UNITED STATES
SECURITIES AND EXCHANGE COMMISSION
Washington, D.C. 20549
 
FORM 8-K

CURRENT REPORT
PURSUANT TO SECTION 13 OR 15(d) OF THE
SECURITIES EXCHANGE ACT OF 1934

Date of Report (Date of earliest event reported): November 29, 2017

LOGOCDI.JPG

(Exact name of registrant as specified in its charter)
 
 
 
 
 
Kentucky
(State of incorporation)
 
001-33998
(Commission file number)
 
61-0156015
(IRS Employer Identification No.)
 
 
 
600 North Hurstbourne Parkway, Suite 400, Louisville, Kentucky 40222
(Address of principal executive offices)
(Zip Code)

(502) 636-4400
(Registrant’s telephone number, including area code)
N/A
(Former name or former address, if changed since last report)

Check the appropriate box below if the Form 8-K filing is intended to simultaneously satisfy the filing obligation of the registrant under any of the following provisions:

o
Written communications pursuant to Rule 425 under the Securities Act (17 CFR 230.425)
 
 
 
 
o
Soliciting material pursuant to Rule l4a-12 under the Exchange Act (17 CFR 240.14a-12)
 
 
 
 
o
Pre-commencement communications pursuant to Rule 14d-2(b) under the Exchange Act (17 CFR 240.14d-2(b))

▶ ACTIONS TO TAKE:
[a] Which state does the Form 8-K cover page give as the registrant's state of incorporation?
[b] List every Code of Federal Regulations citation on the Form 8-K cover page.
Use only the Form 8-K cover page above to answer what follows.

▶ PROVIDED MATERIAL:
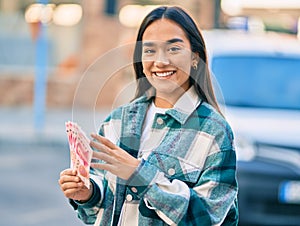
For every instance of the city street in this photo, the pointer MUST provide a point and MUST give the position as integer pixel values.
(30, 163)
(30, 194)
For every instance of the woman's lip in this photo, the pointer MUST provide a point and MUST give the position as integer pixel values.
(163, 74)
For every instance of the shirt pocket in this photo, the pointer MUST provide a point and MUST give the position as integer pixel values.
(176, 168)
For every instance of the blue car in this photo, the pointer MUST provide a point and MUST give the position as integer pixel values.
(258, 81)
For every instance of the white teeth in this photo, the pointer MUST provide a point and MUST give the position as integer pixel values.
(164, 74)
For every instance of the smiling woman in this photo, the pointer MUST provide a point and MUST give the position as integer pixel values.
(167, 157)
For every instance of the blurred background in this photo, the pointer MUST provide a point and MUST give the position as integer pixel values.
(46, 48)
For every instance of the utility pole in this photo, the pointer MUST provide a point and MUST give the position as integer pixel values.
(40, 75)
(217, 13)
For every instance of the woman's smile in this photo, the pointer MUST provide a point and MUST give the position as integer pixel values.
(163, 74)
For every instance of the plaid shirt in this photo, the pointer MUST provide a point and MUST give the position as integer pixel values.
(189, 177)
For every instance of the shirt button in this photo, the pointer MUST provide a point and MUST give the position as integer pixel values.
(133, 189)
(171, 171)
(129, 198)
(159, 121)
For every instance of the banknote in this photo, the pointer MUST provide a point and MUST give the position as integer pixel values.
(80, 151)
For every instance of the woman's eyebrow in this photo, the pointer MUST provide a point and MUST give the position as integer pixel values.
(173, 40)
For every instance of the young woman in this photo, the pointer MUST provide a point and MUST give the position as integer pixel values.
(166, 158)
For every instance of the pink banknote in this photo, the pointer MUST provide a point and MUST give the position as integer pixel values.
(80, 151)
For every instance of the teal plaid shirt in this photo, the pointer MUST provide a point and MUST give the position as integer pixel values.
(189, 178)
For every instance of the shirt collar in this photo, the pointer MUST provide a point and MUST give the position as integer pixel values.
(185, 105)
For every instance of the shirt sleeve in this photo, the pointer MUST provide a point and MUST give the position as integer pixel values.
(205, 202)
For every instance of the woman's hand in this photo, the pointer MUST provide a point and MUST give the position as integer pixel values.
(73, 187)
(117, 161)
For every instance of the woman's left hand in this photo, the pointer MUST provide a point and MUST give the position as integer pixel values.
(117, 161)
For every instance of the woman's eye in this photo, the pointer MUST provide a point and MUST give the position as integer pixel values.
(149, 51)
(174, 49)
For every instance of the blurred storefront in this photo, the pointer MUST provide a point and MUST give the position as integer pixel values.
(80, 32)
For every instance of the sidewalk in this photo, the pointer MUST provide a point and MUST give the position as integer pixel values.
(17, 125)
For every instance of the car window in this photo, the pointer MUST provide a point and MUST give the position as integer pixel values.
(259, 81)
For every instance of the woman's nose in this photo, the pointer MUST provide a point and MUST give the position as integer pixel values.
(161, 59)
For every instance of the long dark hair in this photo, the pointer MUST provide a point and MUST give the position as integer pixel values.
(200, 77)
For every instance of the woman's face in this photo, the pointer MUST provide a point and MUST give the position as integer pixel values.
(167, 57)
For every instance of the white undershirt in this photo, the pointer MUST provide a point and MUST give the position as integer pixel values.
(152, 110)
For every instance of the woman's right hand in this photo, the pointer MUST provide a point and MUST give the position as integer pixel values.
(73, 187)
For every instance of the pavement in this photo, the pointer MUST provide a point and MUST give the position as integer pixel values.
(31, 160)
(18, 125)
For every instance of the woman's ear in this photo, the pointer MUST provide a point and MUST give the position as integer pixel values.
(195, 60)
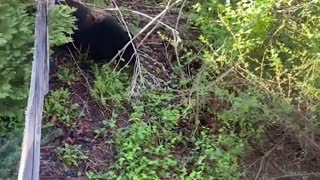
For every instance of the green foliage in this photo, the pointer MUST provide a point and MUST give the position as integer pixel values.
(71, 155)
(58, 105)
(110, 86)
(16, 42)
(265, 41)
(68, 75)
(147, 147)
(61, 24)
(109, 124)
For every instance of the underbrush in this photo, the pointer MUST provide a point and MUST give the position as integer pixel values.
(251, 93)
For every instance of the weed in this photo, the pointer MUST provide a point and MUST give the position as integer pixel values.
(71, 155)
(107, 125)
(58, 105)
(110, 86)
(68, 75)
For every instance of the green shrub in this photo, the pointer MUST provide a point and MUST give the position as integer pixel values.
(16, 45)
(264, 41)
(110, 85)
(58, 105)
(16, 42)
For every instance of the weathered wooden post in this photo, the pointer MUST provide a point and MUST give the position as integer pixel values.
(39, 87)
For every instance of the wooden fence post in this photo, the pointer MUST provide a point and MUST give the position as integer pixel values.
(39, 87)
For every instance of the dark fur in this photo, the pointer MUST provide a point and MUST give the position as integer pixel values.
(101, 38)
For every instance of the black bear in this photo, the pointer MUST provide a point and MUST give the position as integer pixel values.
(99, 34)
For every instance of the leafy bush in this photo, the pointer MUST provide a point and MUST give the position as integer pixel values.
(264, 41)
(110, 85)
(58, 105)
(16, 44)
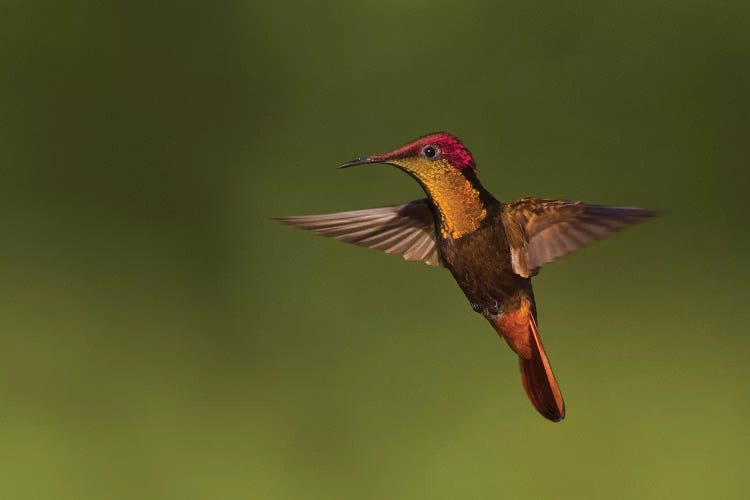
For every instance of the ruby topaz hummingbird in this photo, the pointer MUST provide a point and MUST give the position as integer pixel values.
(491, 248)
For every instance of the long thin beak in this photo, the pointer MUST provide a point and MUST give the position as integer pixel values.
(360, 161)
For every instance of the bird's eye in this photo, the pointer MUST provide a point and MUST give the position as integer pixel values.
(431, 152)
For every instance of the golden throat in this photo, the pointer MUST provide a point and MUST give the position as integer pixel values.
(461, 210)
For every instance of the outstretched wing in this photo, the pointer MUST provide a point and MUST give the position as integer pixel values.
(407, 229)
(541, 230)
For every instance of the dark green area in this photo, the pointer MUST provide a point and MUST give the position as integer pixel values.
(161, 338)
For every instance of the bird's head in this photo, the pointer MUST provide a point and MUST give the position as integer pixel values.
(425, 157)
(446, 171)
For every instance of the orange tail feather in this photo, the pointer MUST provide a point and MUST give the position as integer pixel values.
(538, 379)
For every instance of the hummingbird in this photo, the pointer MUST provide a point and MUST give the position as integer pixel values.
(491, 248)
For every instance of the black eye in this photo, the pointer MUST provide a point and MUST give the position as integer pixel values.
(430, 152)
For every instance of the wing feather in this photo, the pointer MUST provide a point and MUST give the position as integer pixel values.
(407, 229)
(541, 230)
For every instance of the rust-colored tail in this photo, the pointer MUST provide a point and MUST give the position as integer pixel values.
(538, 379)
(519, 329)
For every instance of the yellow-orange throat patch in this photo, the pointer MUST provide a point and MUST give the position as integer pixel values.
(461, 210)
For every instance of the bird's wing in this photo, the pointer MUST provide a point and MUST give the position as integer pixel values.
(541, 230)
(407, 229)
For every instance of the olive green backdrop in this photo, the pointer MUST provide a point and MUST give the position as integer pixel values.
(162, 338)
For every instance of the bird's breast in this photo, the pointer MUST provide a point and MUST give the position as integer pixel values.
(480, 262)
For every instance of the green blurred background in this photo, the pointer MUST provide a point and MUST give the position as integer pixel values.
(162, 338)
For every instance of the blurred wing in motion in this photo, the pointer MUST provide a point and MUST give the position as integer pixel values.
(541, 230)
(407, 229)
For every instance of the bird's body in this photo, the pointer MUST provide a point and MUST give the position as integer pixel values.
(492, 249)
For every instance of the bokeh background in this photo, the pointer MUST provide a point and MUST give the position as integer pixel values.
(160, 337)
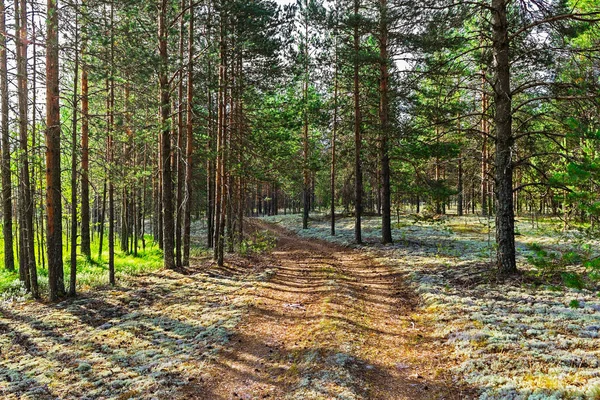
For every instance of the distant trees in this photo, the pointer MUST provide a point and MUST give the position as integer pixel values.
(178, 111)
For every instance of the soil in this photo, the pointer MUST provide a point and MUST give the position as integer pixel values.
(308, 320)
(331, 323)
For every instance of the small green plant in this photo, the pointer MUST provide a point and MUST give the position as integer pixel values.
(574, 304)
(259, 242)
(572, 280)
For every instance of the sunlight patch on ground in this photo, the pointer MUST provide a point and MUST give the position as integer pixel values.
(514, 340)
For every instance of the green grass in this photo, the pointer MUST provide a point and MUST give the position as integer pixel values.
(90, 272)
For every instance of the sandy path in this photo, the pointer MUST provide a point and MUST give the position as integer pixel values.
(330, 324)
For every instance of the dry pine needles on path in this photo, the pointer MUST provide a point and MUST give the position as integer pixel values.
(330, 324)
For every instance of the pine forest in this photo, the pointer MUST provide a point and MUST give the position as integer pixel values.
(300, 199)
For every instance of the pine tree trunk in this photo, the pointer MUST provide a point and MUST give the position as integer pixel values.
(85, 165)
(53, 183)
(306, 183)
(179, 152)
(358, 179)
(9, 257)
(459, 189)
(73, 275)
(165, 114)
(386, 204)
(189, 142)
(505, 220)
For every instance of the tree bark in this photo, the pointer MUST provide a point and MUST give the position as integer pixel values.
(505, 219)
(165, 114)
(358, 179)
(384, 108)
(73, 275)
(85, 165)
(9, 256)
(179, 152)
(53, 184)
(306, 179)
(189, 142)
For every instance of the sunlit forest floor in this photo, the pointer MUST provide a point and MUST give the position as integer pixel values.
(317, 317)
(534, 336)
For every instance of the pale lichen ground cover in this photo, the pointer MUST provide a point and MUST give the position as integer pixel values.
(146, 338)
(515, 340)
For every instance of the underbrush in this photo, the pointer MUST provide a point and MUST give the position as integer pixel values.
(91, 272)
(534, 336)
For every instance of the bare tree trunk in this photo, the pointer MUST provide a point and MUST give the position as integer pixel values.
(505, 219)
(9, 256)
(334, 132)
(85, 167)
(189, 145)
(358, 179)
(53, 184)
(73, 276)
(484, 149)
(460, 197)
(179, 152)
(306, 178)
(220, 192)
(384, 109)
(165, 113)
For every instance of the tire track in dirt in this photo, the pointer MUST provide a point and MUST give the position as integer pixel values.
(331, 323)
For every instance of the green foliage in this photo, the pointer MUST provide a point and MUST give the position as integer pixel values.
(574, 304)
(257, 243)
(554, 265)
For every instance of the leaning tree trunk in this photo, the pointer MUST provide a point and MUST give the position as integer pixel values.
(305, 170)
(358, 180)
(505, 219)
(73, 276)
(386, 204)
(56, 282)
(85, 165)
(26, 201)
(9, 256)
(165, 114)
(189, 142)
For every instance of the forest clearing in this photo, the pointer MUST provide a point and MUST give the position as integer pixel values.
(303, 318)
(299, 199)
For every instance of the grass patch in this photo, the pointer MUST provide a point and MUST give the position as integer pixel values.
(92, 272)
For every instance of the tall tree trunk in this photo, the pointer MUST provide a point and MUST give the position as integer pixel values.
(384, 109)
(335, 126)
(9, 256)
(165, 114)
(180, 140)
(85, 165)
(306, 171)
(73, 276)
(26, 201)
(459, 189)
(505, 219)
(53, 185)
(220, 192)
(358, 179)
(189, 142)
(484, 147)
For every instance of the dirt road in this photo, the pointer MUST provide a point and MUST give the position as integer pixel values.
(330, 323)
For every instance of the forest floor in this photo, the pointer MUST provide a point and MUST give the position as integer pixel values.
(309, 320)
(320, 318)
(331, 323)
(534, 336)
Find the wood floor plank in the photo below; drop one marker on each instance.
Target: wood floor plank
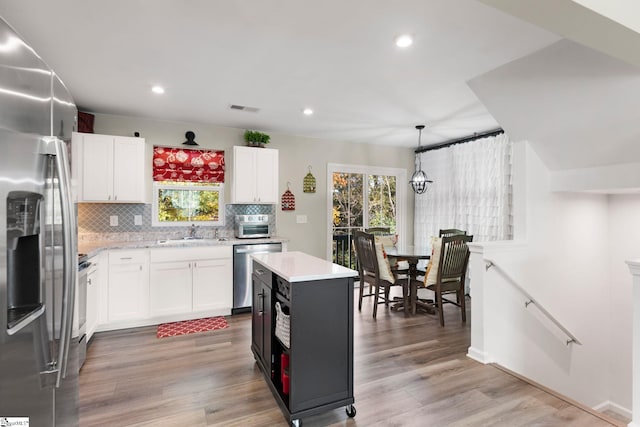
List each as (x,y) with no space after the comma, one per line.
(408,371)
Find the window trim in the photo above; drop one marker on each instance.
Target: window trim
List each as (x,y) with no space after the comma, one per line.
(158,185)
(401,198)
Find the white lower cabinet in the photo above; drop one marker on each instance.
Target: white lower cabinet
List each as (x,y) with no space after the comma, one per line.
(128,293)
(141,287)
(191,280)
(170,287)
(213,284)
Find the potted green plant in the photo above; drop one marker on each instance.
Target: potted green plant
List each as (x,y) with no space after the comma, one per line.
(254,138)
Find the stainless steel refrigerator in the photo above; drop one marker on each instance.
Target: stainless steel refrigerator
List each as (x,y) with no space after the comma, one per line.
(38,249)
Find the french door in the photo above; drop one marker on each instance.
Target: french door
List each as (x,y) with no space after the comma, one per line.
(362,197)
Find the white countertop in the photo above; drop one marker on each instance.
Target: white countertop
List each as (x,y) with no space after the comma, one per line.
(93,247)
(301,267)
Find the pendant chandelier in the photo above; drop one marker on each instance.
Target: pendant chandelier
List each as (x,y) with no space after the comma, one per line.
(419,180)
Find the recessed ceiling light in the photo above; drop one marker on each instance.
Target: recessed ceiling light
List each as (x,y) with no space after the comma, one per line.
(404,40)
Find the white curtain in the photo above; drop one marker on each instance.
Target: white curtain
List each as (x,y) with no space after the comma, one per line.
(471,191)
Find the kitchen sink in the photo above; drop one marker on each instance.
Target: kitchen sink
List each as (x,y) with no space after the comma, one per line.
(189,239)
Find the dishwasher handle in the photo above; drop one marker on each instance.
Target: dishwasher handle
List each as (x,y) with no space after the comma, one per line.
(253,251)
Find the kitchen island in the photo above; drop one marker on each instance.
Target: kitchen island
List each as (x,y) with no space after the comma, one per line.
(302,332)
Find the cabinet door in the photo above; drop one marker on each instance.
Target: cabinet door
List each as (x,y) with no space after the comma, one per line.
(244,175)
(261,322)
(128,291)
(170,288)
(97,168)
(213,284)
(266,167)
(128,169)
(93,285)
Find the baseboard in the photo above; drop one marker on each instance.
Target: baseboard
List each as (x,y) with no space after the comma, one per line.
(592,411)
(615,408)
(478,356)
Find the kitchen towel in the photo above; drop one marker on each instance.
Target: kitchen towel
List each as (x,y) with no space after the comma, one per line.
(191,326)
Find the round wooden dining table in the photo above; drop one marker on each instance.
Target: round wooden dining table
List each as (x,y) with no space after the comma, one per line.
(412,257)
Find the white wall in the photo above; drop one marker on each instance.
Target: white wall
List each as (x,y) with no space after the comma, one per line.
(624,244)
(565,266)
(296,154)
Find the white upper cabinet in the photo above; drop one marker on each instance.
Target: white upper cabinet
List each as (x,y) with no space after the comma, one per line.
(255,175)
(109,168)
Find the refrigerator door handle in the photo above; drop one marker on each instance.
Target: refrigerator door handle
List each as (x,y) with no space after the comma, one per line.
(69,257)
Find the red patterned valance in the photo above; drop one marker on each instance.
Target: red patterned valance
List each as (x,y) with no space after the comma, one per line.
(184,165)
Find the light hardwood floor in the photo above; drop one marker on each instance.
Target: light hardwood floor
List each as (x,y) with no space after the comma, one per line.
(408,372)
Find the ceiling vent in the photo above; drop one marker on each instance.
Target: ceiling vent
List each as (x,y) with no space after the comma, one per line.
(244,108)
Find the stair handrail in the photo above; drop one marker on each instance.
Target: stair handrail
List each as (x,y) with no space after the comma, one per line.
(531,300)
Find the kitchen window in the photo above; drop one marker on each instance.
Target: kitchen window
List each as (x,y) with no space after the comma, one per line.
(187,187)
(186,203)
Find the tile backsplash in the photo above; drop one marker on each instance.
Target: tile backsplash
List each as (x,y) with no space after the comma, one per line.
(94,222)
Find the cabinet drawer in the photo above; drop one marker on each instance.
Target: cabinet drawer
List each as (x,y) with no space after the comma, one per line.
(190,254)
(127,257)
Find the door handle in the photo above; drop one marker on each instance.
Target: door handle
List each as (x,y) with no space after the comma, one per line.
(69,246)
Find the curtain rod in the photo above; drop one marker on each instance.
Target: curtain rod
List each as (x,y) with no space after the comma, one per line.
(460,141)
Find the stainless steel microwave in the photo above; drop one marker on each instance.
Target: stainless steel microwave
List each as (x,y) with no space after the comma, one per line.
(252,226)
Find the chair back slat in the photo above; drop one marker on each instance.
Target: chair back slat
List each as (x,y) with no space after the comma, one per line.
(447,232)
(454,256)
(366,252)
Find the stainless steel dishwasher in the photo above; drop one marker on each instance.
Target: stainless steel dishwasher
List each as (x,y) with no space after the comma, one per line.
(242,272)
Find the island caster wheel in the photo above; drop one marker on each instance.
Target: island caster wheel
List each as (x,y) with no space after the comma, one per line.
(351,411)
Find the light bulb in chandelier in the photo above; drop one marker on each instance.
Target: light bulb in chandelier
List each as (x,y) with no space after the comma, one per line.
(419,180)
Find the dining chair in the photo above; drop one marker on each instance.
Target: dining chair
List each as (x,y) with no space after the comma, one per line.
(374,269)
(448,273)
(384,236)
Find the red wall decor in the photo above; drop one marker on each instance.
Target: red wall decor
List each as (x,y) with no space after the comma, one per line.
(288,201)
(186,165)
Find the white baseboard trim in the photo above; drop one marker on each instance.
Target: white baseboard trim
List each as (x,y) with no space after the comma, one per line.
(478,356)
(614,407)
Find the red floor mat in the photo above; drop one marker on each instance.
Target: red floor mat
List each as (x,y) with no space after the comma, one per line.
(191,326)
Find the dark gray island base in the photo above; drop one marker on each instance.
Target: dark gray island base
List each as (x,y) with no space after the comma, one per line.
(313,373)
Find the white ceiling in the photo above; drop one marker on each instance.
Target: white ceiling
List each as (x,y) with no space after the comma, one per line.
(280,56)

▶ RESPONSES TO THE EXERCISE:
[a] Kentucky

[b]
17 CFR 230.425
17 CFR 240.14a-12
17 CFR 240.14d-2(b)